**Dataset entries**.
+--
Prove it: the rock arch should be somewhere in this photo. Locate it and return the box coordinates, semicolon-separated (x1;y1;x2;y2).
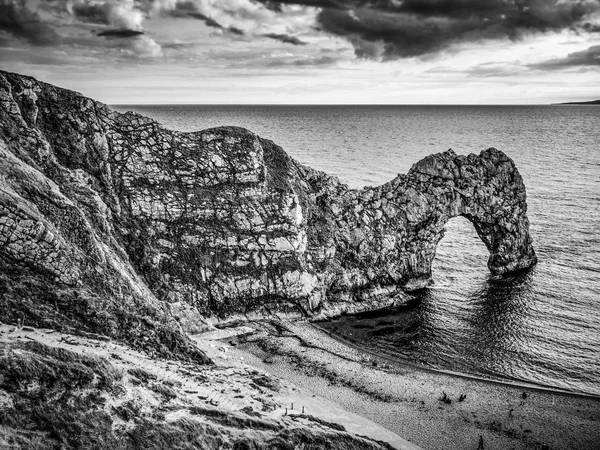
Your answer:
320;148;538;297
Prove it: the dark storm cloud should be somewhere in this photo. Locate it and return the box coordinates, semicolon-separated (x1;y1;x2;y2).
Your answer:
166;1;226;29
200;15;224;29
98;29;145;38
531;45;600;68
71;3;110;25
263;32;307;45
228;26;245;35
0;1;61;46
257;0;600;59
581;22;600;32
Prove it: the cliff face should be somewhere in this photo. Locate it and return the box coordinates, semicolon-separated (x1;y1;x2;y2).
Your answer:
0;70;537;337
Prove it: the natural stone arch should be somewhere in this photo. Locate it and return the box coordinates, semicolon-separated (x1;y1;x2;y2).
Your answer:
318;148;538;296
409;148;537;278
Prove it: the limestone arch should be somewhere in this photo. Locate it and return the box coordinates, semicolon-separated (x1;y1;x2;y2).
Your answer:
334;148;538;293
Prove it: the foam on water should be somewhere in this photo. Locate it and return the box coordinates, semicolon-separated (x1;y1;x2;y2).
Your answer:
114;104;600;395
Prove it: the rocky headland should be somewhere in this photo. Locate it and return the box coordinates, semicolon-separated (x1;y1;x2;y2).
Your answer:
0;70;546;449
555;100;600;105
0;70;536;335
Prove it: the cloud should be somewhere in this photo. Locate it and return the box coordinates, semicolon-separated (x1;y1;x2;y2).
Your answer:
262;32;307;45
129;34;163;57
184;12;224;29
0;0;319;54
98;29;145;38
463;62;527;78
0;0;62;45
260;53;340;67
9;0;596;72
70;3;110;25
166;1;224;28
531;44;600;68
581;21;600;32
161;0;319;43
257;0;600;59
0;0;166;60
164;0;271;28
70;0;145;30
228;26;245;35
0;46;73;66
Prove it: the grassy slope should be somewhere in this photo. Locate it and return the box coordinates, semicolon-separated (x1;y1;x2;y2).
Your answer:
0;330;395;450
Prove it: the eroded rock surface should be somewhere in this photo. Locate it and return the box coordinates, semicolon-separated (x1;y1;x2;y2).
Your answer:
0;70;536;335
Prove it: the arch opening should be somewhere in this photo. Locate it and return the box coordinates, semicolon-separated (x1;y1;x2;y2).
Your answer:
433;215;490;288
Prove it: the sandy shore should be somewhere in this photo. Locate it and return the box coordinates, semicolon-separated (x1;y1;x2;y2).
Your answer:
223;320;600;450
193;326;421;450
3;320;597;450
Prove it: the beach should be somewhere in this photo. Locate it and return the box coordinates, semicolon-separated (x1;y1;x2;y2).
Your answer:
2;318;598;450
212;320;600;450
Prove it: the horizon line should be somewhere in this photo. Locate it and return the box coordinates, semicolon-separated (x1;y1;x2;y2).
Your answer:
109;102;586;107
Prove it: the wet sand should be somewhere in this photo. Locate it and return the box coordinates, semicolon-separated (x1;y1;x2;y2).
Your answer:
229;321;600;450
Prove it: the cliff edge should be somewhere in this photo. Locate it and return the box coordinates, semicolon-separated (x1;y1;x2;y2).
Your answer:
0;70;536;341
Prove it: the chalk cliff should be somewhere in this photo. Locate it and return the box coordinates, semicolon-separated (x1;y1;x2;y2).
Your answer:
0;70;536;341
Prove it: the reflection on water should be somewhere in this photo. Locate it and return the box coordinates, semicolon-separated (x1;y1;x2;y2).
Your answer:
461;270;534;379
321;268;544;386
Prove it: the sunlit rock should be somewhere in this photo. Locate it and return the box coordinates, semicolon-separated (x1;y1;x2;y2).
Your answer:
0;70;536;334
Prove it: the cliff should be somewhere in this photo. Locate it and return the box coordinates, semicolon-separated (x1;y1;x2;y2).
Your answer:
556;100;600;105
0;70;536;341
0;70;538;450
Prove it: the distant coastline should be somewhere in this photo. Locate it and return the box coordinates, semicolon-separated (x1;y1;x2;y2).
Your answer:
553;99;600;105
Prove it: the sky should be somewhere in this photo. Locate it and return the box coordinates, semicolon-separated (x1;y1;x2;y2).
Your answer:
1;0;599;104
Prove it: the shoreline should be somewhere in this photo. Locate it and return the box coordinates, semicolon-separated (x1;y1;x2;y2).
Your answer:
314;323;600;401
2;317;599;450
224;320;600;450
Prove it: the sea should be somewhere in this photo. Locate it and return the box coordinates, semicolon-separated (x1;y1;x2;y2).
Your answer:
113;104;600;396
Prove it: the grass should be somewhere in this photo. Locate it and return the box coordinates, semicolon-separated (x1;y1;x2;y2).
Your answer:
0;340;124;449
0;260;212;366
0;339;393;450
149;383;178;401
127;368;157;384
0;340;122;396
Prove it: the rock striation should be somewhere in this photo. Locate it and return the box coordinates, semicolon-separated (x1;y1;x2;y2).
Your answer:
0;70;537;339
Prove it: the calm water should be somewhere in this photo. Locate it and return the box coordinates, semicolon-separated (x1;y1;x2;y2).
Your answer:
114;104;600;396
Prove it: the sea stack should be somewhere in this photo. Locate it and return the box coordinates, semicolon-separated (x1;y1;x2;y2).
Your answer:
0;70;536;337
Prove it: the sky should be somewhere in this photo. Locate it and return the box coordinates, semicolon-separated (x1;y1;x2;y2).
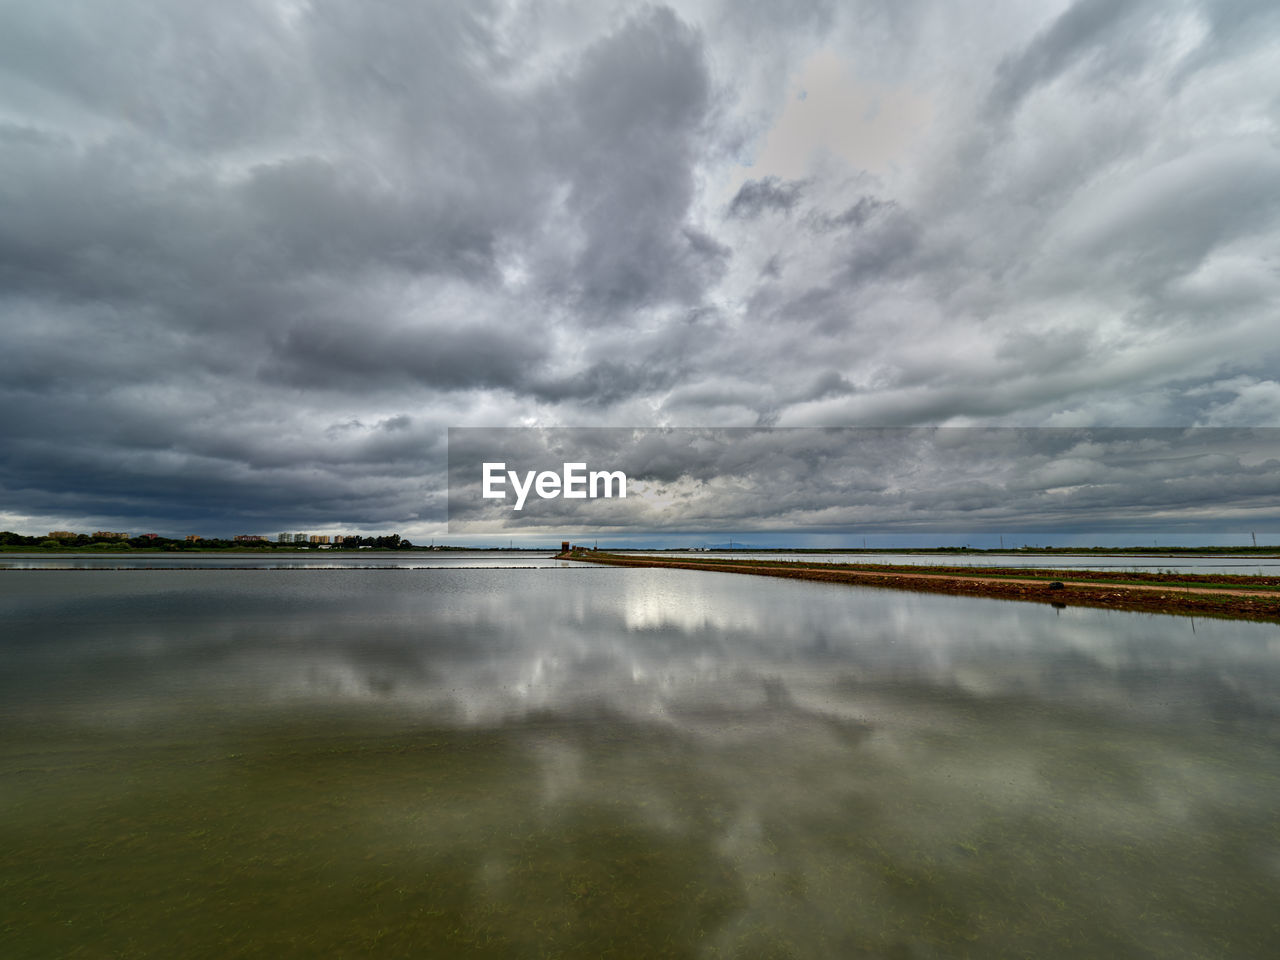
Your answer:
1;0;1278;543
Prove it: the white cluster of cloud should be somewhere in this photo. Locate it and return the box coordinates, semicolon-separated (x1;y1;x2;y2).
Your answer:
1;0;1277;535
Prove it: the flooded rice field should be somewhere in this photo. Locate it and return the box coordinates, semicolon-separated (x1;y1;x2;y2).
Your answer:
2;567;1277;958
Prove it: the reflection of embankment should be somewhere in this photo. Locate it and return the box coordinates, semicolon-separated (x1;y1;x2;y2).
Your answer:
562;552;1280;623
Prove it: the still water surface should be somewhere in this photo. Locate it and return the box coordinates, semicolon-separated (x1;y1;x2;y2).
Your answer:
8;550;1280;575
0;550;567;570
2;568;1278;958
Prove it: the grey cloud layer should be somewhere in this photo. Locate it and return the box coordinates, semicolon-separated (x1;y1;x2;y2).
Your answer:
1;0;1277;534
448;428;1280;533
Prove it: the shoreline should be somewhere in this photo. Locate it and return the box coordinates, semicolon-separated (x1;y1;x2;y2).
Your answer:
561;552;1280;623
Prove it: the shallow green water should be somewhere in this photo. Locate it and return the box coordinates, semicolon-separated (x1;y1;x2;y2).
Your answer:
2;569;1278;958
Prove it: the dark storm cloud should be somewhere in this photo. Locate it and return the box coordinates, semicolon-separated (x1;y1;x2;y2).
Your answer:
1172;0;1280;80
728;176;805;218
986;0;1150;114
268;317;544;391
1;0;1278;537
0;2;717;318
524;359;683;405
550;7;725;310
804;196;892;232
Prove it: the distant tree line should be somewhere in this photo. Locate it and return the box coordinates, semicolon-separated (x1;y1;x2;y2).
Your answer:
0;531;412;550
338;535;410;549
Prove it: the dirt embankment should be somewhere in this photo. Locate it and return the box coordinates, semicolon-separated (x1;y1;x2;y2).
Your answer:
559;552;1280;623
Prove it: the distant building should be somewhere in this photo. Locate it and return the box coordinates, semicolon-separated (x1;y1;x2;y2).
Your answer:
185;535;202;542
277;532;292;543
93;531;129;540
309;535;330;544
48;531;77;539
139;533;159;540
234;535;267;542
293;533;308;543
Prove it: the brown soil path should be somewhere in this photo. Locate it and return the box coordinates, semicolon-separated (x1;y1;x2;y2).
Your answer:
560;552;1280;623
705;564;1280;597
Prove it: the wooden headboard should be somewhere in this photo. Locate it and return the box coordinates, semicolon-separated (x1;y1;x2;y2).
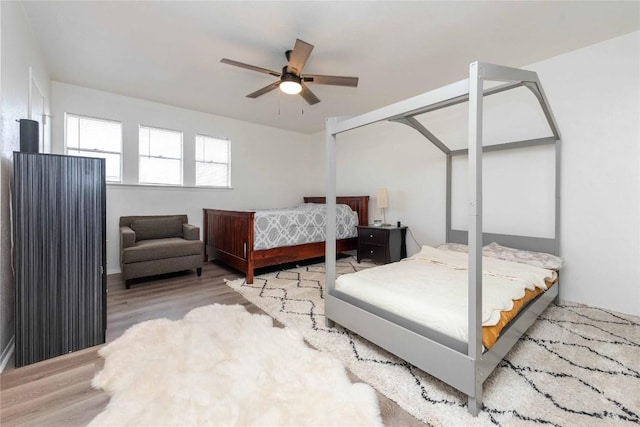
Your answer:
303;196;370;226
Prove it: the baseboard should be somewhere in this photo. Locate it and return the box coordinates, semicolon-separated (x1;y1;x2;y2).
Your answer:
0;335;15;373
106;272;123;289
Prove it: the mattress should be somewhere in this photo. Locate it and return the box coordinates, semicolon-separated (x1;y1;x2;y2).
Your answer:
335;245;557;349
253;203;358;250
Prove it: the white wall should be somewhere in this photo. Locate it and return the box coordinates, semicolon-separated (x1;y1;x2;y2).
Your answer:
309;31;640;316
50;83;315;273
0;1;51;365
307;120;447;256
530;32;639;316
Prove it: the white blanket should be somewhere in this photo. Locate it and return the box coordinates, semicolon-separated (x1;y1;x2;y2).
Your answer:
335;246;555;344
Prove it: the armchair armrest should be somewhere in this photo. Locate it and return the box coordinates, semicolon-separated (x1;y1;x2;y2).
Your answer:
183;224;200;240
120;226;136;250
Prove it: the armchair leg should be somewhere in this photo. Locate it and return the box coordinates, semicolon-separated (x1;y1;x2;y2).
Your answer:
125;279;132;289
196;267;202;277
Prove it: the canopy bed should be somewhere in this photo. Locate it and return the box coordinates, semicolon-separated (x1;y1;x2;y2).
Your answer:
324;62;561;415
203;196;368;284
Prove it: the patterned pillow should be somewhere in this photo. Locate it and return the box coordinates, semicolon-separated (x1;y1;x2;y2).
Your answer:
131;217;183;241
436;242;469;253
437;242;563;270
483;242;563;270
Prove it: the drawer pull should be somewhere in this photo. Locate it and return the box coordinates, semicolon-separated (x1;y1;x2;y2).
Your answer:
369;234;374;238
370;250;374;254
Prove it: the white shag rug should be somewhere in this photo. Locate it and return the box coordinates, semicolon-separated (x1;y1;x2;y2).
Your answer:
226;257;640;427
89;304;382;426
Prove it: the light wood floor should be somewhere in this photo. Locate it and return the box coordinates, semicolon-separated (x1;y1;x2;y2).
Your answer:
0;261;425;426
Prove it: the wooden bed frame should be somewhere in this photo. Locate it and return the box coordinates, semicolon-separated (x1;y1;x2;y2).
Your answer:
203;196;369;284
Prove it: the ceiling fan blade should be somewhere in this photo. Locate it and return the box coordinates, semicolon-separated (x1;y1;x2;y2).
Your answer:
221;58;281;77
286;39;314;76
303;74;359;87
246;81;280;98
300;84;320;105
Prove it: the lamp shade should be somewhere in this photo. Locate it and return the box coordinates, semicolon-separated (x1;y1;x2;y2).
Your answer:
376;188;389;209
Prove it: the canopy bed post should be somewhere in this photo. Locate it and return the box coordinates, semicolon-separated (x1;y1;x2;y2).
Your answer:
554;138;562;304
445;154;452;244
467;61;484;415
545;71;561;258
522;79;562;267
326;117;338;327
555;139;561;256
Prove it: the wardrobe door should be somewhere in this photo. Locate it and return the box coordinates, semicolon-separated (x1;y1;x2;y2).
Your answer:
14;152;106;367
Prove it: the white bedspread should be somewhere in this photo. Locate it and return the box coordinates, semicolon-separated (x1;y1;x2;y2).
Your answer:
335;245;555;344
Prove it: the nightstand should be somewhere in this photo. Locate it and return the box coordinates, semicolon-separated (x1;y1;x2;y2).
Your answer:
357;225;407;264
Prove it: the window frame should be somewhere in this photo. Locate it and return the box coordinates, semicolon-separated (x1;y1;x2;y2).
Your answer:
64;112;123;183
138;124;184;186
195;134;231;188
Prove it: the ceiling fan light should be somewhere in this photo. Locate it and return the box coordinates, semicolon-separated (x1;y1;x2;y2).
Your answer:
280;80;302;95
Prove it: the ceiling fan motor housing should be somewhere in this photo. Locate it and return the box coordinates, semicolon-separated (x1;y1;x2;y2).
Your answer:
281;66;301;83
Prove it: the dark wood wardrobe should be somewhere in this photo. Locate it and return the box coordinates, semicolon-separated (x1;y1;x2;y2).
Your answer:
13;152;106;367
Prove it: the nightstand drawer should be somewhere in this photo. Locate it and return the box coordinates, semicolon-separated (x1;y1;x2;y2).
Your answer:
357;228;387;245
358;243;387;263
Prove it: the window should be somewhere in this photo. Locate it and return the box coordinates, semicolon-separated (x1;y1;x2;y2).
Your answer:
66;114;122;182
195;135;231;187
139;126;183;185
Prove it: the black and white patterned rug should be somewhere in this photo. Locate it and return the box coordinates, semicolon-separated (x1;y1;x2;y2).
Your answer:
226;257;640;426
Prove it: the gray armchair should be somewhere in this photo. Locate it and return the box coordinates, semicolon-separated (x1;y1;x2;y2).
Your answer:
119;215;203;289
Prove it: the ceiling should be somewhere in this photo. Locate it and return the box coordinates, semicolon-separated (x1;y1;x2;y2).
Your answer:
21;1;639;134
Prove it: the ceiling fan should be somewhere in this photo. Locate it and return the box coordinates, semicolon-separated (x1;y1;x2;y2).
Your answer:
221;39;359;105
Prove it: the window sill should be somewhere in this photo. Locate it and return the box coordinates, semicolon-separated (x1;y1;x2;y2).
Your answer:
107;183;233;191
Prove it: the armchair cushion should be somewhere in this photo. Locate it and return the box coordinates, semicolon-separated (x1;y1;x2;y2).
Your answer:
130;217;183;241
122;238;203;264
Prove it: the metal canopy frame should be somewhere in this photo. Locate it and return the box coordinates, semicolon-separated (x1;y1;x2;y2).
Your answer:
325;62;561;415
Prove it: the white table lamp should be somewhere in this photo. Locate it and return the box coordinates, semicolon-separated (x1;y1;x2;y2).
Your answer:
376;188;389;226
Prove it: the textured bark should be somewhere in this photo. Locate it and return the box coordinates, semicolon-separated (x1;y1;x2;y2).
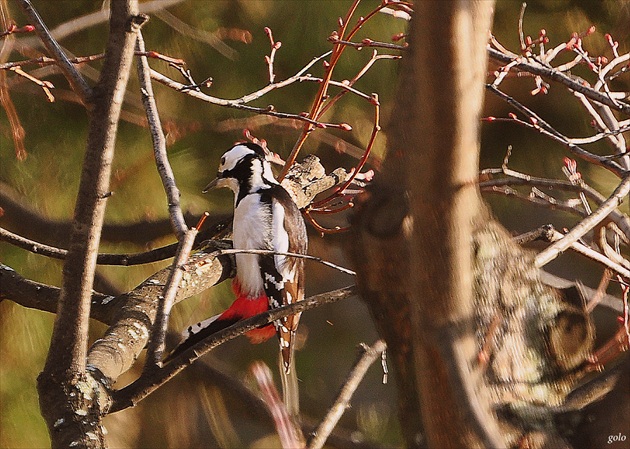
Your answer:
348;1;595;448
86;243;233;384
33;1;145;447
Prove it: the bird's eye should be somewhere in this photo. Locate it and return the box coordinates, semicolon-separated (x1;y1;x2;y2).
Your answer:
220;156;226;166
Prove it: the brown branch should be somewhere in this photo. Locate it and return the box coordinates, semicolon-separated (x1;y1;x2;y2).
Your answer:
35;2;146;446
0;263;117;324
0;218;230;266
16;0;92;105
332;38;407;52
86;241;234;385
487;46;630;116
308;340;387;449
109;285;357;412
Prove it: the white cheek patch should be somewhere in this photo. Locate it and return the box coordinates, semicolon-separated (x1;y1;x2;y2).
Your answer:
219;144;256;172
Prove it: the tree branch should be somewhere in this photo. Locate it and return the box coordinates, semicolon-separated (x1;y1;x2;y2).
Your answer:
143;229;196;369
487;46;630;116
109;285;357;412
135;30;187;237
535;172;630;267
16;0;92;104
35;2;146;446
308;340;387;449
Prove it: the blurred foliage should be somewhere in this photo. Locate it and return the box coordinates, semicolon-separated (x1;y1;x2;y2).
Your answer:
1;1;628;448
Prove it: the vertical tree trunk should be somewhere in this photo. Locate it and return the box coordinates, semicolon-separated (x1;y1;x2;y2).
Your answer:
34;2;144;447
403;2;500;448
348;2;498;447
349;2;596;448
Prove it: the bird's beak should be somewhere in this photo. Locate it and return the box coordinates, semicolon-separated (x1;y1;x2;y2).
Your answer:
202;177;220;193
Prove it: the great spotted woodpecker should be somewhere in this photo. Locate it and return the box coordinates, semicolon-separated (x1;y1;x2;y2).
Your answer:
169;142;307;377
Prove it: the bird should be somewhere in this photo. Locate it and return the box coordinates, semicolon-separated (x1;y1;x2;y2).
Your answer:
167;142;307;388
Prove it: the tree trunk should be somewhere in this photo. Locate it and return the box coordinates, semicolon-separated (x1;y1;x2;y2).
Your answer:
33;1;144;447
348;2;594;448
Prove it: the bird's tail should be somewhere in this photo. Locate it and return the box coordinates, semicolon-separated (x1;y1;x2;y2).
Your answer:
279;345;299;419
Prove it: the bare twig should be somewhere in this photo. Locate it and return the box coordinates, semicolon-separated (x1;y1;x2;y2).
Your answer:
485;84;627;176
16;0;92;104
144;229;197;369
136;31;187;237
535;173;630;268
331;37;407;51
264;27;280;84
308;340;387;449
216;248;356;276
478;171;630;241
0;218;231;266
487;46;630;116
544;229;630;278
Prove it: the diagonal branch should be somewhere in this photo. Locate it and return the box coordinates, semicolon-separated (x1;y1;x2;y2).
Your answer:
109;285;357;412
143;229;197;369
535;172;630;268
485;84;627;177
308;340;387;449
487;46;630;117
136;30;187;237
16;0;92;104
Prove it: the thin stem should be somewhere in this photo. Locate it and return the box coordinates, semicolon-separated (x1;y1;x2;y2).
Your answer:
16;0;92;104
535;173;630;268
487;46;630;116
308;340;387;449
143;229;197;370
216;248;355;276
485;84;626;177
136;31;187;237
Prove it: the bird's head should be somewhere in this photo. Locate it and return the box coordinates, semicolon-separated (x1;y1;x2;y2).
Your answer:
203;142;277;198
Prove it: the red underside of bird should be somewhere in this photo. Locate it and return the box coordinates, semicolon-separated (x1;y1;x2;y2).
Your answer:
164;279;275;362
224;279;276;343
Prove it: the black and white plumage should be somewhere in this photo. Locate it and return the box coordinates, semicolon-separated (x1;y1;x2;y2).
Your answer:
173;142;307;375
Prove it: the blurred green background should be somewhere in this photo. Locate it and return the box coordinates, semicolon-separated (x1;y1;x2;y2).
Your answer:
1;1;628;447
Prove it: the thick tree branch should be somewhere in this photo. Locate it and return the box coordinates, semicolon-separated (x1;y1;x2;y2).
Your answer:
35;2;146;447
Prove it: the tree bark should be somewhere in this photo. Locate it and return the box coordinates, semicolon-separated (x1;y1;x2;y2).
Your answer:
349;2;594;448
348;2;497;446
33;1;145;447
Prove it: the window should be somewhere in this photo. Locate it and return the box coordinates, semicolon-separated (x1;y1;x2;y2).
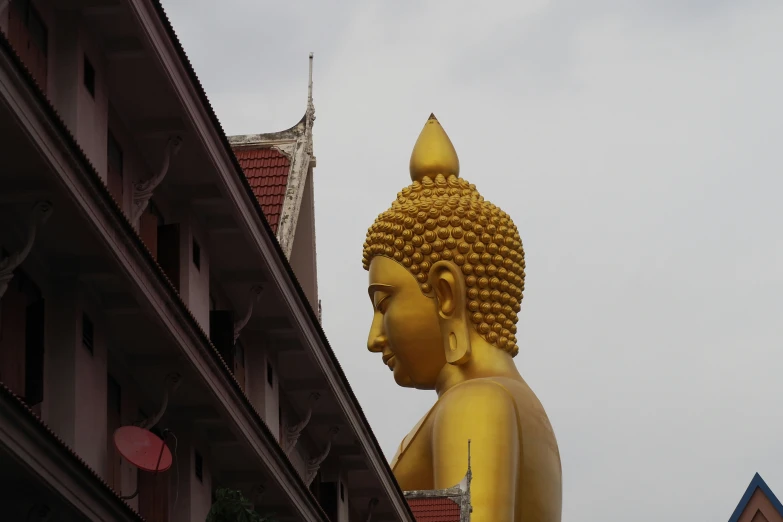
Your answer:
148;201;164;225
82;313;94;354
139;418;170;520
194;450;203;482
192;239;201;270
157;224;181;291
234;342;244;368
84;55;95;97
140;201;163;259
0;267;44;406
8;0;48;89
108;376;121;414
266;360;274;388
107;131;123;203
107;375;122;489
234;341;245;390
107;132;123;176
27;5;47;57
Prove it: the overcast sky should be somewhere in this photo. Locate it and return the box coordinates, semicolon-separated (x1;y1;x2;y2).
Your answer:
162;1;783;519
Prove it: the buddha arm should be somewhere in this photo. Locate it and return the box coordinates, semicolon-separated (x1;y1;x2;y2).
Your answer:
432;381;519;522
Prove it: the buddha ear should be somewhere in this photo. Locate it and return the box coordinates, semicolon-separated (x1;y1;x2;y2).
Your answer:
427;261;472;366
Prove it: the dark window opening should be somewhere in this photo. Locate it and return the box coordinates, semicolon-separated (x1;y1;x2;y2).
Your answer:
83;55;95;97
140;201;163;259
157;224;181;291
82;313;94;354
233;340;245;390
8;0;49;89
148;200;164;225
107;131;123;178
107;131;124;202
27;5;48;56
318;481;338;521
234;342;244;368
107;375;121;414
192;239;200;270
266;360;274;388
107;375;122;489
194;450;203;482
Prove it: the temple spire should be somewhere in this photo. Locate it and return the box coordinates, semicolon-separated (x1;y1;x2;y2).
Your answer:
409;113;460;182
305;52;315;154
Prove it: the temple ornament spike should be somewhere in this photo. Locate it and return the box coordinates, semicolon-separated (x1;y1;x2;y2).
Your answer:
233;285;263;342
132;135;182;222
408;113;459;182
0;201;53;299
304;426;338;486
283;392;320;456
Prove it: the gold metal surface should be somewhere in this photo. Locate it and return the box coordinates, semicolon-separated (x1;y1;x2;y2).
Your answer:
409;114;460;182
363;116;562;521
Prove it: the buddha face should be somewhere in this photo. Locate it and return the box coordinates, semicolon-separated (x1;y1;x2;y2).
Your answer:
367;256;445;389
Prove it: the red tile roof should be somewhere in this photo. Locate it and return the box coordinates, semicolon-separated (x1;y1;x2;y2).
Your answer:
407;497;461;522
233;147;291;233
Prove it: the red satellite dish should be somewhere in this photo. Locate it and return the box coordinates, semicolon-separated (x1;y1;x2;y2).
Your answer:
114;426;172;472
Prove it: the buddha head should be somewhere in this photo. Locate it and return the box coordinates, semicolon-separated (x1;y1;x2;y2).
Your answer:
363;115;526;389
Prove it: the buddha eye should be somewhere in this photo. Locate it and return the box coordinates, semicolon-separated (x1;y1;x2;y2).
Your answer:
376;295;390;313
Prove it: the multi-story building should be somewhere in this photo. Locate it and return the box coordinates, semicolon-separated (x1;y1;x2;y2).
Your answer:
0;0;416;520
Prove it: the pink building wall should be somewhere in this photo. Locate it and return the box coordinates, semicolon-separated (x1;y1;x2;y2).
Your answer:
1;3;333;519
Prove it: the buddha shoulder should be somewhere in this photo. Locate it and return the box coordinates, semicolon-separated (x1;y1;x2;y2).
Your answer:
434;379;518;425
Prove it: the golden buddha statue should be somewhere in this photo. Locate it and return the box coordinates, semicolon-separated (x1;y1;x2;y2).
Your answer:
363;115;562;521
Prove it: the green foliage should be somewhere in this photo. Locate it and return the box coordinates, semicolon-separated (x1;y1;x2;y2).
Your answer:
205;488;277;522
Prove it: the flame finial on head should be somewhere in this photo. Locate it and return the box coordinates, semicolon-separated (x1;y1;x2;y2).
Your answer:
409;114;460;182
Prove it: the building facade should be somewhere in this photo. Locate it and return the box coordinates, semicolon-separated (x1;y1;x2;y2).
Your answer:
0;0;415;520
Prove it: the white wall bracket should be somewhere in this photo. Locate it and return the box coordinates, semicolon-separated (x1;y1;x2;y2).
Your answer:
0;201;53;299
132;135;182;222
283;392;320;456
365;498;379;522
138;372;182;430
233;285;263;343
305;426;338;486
+--
**About this exercise**. Nothing but the lines from the one with "Prove it: the green" through the end of the data above should be reproduced, each exactly, both ends included.

**Your response**.
Prove it: the green foliage should be somewhere in this photo. Locate it and return the box coordinates, semicolon-separated (x1;y1;x2;y2).
Your answer:
205;488;277;522
Prove it: the flame finial on head should be somewhere in this photo. Locate it and return the box coordinates, semicolon-separated (x1;y1;x2;y2).
Your answer:
409;114;460;182
Prove it: the building facade should be somewhere in this photo. Locate it and return the box coordinates, semicolon-separated (x1;y1;x2;y2).
Your answer:
0;0;415;520
Prove it: the white wall bracket should be somewhere in this photo. Locate it and return the box coordinates, semicolon-separated (x1;y1;x2;y2).
Your answer:
0;201;53;299
132;135;182;222
283;392;320;456
365;498;379;522
138;372;182;430
233;285;263;343
305;426;338;486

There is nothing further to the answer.